== Data supplied ==
== == ==
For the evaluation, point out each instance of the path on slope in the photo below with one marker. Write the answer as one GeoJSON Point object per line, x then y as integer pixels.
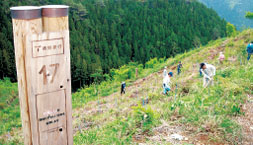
{"type": "Point", "coordinates": [142, 87]}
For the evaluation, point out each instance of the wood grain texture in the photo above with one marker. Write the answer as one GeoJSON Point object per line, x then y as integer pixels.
{"type": "Point", "coordinates": [61, 24]}
{"type": "Point", "coordinates": [55, 24]}
{"type": "Point", "coordinates": [20, 29]}
{"type": "Point", "coordinates": [49, 74]}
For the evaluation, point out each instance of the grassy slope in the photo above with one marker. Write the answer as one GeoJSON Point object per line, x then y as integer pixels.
{"type": "Point", "coordinates": [196, 111]}
{"type": "Point", "coordinates": [199, 111]}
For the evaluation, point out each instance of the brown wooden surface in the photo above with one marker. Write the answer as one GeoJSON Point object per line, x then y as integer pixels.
{"type": "Point", "coordinates": [60, 24]}
{"type": "Point", "coordinates": [50, 87]}
{"type": "Point", "coordinates": [55, 24]}
{"type": "Point", "coordinates": [20, 29]}
{"type": "Point", "coordinates": [44, 80]}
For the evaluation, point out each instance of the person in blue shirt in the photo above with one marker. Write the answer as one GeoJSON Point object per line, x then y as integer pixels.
{"type": "Point", "coordinates": [123, 88]}
{"type": "Point", "coordinates": [167, 83]}
{"type": "Point", "coordinates": [249, 50]}
{"type": "Point", "coordinates": [179, 66]}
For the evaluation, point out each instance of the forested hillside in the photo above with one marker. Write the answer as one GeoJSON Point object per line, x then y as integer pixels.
{"type": "Point", "coordinates": [232, 10]}
{"type": "Point", "coordinates": [108, 34]}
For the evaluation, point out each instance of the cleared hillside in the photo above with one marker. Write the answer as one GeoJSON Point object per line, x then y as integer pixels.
{"type": "Point", "coordinates": [221, 114]}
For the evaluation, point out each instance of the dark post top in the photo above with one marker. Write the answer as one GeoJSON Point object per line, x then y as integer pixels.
{"type": "Point", "coordinates": [26, 12]}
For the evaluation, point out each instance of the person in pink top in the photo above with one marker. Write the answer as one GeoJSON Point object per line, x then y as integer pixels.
{"type": "Point", "coordinates": [221, 57]}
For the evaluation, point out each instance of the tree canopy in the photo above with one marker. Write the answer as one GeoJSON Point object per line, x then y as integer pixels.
{"type": "Point", "coordinates": [107, 34]}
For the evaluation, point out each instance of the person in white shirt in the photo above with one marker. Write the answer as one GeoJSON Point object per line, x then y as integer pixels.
{"type": "Point", "coordinates": [167, 83]}
{"type": "Point", "coordinates": [208, 72]}
{"type": "Point", "coordinates": [221, 57]}
{"type": "Point", "coordinates": [165, 72]}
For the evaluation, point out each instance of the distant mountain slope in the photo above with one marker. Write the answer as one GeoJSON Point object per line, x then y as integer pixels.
{"type": "Point", "coordinates": [232, 10]}
{"type": "Point", "coordinates": [106, 34]}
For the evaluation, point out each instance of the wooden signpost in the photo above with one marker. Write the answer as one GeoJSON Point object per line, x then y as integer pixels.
{"type": "Point", "coordinates": [42, 52]}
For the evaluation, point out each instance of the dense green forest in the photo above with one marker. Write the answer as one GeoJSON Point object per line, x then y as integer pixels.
{"type": "Point", "coordinates": [107, 34]}
{"type": "Point", "coordinates": [232, 10]}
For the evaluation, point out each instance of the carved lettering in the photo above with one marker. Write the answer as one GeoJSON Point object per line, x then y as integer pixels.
{"type": "Point", "coordinates": [47, 47]}
{"type": "Point", "coordinates": [45, 74]}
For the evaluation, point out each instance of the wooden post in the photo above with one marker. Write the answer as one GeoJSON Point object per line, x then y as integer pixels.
{"type": "Point", "coordinates": [136, 73]}
{"type": "Point", "coordinates": [43, 67]}
{"type": "Point", "coordinates": [26, 20]}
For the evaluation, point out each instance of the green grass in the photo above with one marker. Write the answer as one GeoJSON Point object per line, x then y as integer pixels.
{"type": "Point", "coordinates": [211, 110]}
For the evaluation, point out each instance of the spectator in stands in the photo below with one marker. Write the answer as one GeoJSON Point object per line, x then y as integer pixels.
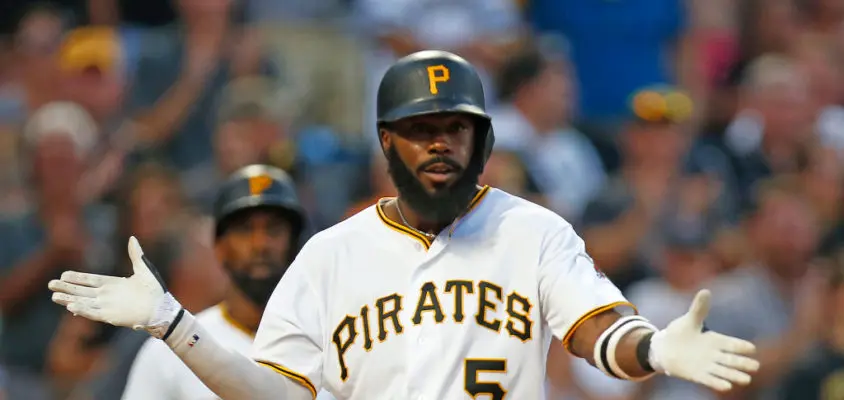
{"type": "Point", "coordinates": [774, 299]}
{"type": "Point", "coordinates": [63, 232]}
{"type": "Point", "coordinates": [254, 121]}
{"type": "Point", "coordinates": [533, 121]}
{"type": "Point", "coordinates": [618, 47]}
{"type": "Point", "coordinates": [622, 225]}
{"type": "Point", "coordinates": [773, 126]}
{"type": "Point", "coordinates": [820, 375]}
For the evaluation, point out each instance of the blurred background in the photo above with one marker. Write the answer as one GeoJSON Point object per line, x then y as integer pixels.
{"type": "Point", "coordinates": [690, 142]}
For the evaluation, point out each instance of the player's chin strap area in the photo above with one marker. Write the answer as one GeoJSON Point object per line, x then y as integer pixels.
{"type": "Point", "coordinates": [605, 348]}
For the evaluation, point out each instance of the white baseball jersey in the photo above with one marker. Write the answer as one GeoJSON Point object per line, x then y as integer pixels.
{"type": "Point", "coordinates": [157, 373]}
{"type": "Point", "coordinates": [381, 312]}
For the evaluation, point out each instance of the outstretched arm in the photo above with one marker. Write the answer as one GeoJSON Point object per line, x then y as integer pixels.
{"type": "Point", "coordinates": [579, 304]}
{"type": "Point", "coordinates": [142, 302]}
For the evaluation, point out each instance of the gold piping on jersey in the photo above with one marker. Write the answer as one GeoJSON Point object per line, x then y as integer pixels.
{"type": "Point", "coordinates": [234, 323]}
{"type": "Point", "coordinates": [416, 235]}
{"type": "Point", "coordinates": [300, 379]}
{"type": "Point", "coordinates": [589, 314]}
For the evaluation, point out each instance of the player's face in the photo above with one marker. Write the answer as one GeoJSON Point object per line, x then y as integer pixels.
{"type": "Point", "coordinates": [254, 250]}
{"type": "Point", "coordinates": [437, 148]}
{"type": "Point", "coordinates": [429, 161]}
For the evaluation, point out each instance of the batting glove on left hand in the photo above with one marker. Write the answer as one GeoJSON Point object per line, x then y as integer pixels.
{"type": "Point", "coordinates": [683, 350]}
{"type": "Point", "coordinates": [140, 301]}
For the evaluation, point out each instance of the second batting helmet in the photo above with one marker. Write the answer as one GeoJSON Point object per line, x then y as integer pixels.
{"type": "Point", "coordinates": [258, 186]}
{"type": "Point", "coordinates": [432, 82]}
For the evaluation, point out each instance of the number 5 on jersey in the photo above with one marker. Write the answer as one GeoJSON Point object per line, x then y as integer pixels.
{"type": "Point", "coordinates": [477, 387]}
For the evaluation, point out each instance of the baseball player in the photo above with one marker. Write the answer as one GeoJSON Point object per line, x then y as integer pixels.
{"type": "Point", "coordinates": [449, 291]}
{"type": "Point", "coordinates": [258, 227]}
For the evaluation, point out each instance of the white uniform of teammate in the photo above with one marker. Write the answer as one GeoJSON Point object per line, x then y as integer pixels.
{"type": "Point", "coordinates": [384, 314]}
{"type": "Point", "coordinates": [159, 374]}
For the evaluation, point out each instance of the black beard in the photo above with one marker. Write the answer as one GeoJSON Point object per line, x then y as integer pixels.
{"type": "Point", "coordinates": [446, 203]}
{"type": "Point", "coordinates": [258, 290]}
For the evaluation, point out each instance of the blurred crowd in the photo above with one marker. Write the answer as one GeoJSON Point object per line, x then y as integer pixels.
{"type": "Point", "coordinates": [692, 143]}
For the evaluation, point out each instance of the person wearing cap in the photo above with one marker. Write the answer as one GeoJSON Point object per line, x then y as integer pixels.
{"type": "Point", "coordinates": [259, 226]}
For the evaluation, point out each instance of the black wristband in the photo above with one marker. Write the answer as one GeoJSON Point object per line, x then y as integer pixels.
{"type": "Point", "coordinates": [173, 325]}
{"type": "Point", "coordinates": [643, 350]}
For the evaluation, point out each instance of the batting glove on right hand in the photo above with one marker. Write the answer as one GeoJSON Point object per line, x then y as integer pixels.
{"type": "Point", "coordinates": [140, 301]}
{"type": "Point", "coordinates": [684, 351]}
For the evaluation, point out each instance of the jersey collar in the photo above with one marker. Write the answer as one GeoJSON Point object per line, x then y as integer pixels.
{"type": "Point", "coordinates": [398, 227]}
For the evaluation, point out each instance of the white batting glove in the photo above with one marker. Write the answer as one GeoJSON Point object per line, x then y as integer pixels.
{"type": "Point", "coordinates": [139, 302]}
{"type": "Point", "coordinates": [684, 351]}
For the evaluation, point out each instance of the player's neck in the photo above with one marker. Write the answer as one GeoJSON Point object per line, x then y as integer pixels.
{"type": "Point", "coordinates": [243, 312]}
{"type": "Point", "coordinates": [406, 216]}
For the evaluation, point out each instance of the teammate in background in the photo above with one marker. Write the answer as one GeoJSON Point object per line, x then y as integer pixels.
{"type": "Point", "coordinates": [448, 291]}
{"type": "Point", "coordinates": [258, 227]}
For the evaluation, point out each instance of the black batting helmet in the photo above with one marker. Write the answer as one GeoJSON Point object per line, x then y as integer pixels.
{"type": "Point", "coordinates": [432, 82]}
{"type": "Point", "coordinates": [258, 187]}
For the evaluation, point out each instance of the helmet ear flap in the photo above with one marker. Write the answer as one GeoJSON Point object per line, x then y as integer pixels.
{"type": "Point", "coordinates": [484, 142]}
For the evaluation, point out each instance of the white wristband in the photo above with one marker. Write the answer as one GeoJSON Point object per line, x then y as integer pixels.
{"type": "Point", "coordinates": [604, 353]}
{"type": "Point", "coordinates": [166, 313]}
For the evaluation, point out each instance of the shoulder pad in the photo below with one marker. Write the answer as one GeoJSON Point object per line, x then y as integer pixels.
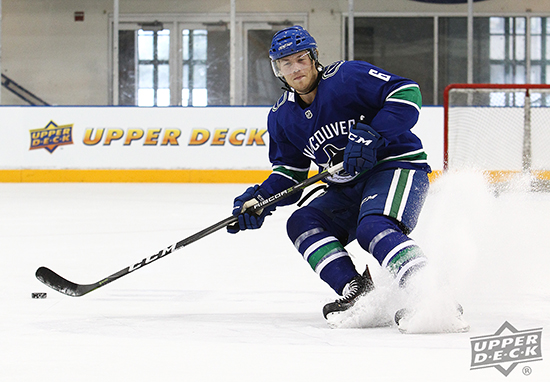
{"type": "Point", "coordinates": [332, 69]}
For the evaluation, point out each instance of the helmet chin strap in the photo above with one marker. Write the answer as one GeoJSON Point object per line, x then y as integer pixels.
{"type": "Point", "coordinates": [313, 87]}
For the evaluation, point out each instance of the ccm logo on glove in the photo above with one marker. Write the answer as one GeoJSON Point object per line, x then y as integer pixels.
{"type": "Point", "coordinates": [360, 140]}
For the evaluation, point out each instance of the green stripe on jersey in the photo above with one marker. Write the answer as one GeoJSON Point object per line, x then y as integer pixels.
{"type": "Point", "coordinates": [322, 252]}
{"type": "Point", "coordinates": [411, 94]}
{"type": "Point", "coordinates": [399, 191]}
{"type": "Point", "coordinates": [408, 157]}
{"type": "Point", "coordinates": [298, 176]}
{"type": "Point", "coordinates": [403, 257]}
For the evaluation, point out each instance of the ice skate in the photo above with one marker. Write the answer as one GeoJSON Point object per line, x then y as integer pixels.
{"type": "Point", "coordinates": [353, 310]}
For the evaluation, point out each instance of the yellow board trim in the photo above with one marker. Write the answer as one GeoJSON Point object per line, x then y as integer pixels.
{"type": "Point", "coordinates": [185, 176]}
{"type": "Point", "coordinates": [131, 176]}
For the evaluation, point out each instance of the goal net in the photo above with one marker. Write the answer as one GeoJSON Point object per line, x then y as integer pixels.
{"type": "Point", "coordinates": [500, 129]}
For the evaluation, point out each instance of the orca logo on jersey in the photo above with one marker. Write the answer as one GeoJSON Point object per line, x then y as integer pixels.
{"type": "Point", "coordinates": [357, 139]}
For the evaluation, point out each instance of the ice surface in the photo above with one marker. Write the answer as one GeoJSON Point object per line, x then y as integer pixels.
{"type": "Point", "coordinates": [246, 307]}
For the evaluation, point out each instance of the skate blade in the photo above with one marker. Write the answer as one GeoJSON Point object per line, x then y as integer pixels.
{"type": "Point", "coordinates": [362, 315]}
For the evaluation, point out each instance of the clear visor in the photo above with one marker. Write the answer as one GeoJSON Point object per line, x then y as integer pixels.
{"type": "Point", "coordinates": [291, 64]}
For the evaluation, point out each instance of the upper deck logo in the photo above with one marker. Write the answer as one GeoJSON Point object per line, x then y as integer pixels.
{"type": "Point", "coordinates": [505, 351]}
{"type": "Point", "coordinates": [51, 137]}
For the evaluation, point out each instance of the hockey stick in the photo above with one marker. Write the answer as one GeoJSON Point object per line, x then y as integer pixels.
{"type": "Point", "coordinates": [60, 284]}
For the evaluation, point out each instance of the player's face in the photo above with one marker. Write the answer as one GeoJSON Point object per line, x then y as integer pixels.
{"type": "Point", "coordinates": [299, 71]}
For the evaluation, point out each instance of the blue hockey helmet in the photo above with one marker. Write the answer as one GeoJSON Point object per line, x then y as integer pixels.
{"type": "Point", "coordinates": [291, 40]}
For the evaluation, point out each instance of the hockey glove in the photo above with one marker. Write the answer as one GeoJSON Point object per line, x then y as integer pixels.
{"type": "Point", "coordinates": [249, 220]}
{"type": "Point", "coordinates": [360, 152]}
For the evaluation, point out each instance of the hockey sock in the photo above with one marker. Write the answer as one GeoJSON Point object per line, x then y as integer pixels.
{"type": "Point", "coordinates": [384, 239]}
{"type": "Point", "coordinates": [322, 250]}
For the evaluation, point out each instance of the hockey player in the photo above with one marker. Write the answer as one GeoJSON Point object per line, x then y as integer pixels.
{"type": "Point", "coordinates": [359, 114]}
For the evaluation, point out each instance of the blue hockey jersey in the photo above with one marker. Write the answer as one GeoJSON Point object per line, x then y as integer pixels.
{"type": "Point", "coordinates": [348, 92]}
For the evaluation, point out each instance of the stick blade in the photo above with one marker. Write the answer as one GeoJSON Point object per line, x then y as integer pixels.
{"type": "Point", "coordinates": [60, 284]}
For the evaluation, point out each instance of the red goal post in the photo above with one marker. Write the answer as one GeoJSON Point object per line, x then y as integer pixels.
{"type": "Point", "coordinates": [501, 129]}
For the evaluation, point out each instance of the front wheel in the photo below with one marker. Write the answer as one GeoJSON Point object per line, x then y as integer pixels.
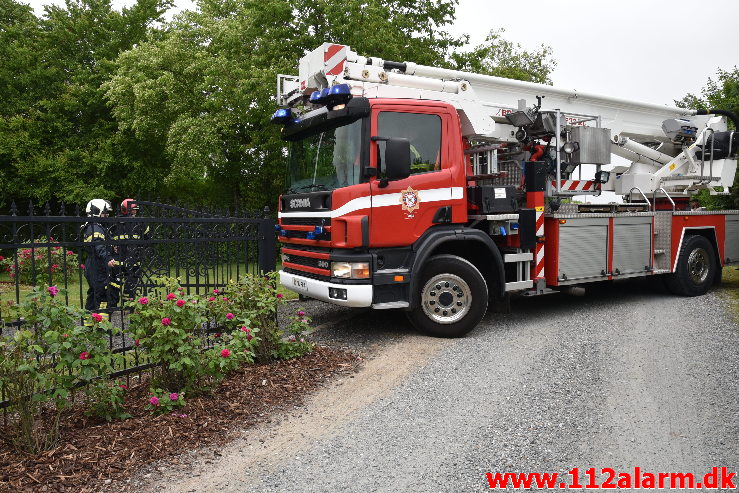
{"type": "Point", "coordinates": [452, 298]}
{"type": "Point", "coordinates": [696, 268]}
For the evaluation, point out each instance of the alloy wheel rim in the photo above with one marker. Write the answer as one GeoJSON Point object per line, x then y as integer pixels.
{"type": "Point", "coordinates": [446, 298]}
{"type": "Point", "coordinates": [698, 265]}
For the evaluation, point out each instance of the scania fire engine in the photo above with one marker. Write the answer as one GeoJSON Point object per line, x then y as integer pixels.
{"type": "Point", "coordinates": [440, 192]}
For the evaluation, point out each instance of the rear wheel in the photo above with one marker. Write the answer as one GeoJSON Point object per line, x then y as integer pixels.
{"type": "Point", "coordinates": [452, 297]}
{"type": "Point", "coordinates": [696, 268]}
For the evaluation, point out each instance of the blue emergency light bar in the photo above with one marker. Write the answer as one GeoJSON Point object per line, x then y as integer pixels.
{"type": "Point", "coordinates": [282, 115]}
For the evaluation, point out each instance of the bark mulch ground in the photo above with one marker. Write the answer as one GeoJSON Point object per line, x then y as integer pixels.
{"type": "Point", "coordinates": [90, 452]}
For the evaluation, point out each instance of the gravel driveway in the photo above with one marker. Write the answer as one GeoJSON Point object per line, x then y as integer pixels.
{"type": "Point", "coordinates": [626, 376]}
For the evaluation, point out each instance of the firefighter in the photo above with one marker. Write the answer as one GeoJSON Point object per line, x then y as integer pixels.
{"type": "Point", "coordinates": [127, 274]}
{"type": "Point", "coordinates": [99, 255]}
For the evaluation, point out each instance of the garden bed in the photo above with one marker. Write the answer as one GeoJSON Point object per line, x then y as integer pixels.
{"type": "Point", "coordinates": [92, 452]}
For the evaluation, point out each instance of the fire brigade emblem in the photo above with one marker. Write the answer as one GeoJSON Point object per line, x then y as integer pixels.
{"type": "Point", "coordinates": [409, 201]}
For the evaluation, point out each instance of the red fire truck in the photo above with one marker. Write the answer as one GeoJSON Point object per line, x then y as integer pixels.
{"type": "Point", "coordinates": [439, 192]}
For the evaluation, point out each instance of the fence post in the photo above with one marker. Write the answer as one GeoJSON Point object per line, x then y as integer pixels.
{"type": "Point", "coordinates": [266, 244]}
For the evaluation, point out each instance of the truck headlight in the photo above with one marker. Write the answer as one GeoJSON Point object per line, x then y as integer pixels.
{"type": "Point", "coordinates": [350, 270]}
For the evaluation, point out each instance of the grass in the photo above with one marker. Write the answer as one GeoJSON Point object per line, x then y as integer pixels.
{"type": "Point", "coordinates": [730, 287]}
{"type": "Point", "coordinates": [7, 289]}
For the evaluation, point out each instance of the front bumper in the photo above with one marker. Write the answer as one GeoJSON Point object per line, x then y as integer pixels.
{"type": "Point", "coordinates": [357, 295]}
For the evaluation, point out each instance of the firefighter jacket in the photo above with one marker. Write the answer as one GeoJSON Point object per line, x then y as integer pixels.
{"type": "Point", "coordinates": [99, 253]}
{"type": "Point", "coordinates": [129, 253]}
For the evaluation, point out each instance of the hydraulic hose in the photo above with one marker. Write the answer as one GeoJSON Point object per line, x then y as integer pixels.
{"type": "Point", "coordinates": [729, 114]}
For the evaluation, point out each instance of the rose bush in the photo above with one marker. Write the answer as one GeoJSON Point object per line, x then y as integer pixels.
{"type": "Point", "coordinates": [43, 260]}
{"type": "Point", "coordinates": [49, 357]}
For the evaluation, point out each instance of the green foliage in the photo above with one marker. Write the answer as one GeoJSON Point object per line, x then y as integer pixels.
== == ==
== Exercise instructions ==
Could you quote, exactly as they appear, the line containing "For the evaluation, point out each instance of the fence" and every line after it to the end of the records above?

== Exercise result ==
For the evaluation, point out each instance of the fence post in the photo above with one marker. Write the answer as one GeoJSON Point object per line, x then y as integer pixels.
{"type": "Point", "coordinates": [266, 244]}
For the evaluation, point out each instance of the truck headlight in the photo above with one marker. Write the answer as one GeoJSON Point object per line, x then y as integer pixels.
{"type": "Point", "coordinates": [350, 270]}
For the evaluation, point out each instance of the grass in the photo above with one marker. Write the answer as one GeoJSON Point object per line, x then y as integer pixels.
{"type": "Point", "coordinates": [730, 287]}
{"type": "Point", "coordinates": [7, 289]}
For the evaluation, point out each instance of the front bumper in the photo above with one marker. Write the answer as one GeoJSON Point object per line, x then y as integer pixels.
{"type": "Point", "coordinates": [357, 295]}
For the evaluation, point out each instance of the firefighter jacket in the photo above with one marker. Write the answer as one GeoJSON Point object per line, x then y as integer pixels.
{"type": "Point", "coordinates": [99, 253]}
{"type": "Point", "coordinates": [129, 253]}
For the evaluation, point out each instance of the hydraulic hose in the photo above with one marker. Write the answer as one GeoJSON Point object per line, x then y as integer pixels.
{"type": "Point", "coordinates": [729, 114]}
For the evaluation, point out each instance of the rose bush in the photo above with one marker. Write the answer as one GeoJSON Point object per line, x then y as integer pixels.
{"type": "Point", "coordinates": [43, 260]}
{"type": "Point", "coordinates": [49, 357]}
For the evaluation, point out each instance of the green foliage in the photo above with one marker. Write the answer as one GeoJSON Point object per line, x then y as integer pixels.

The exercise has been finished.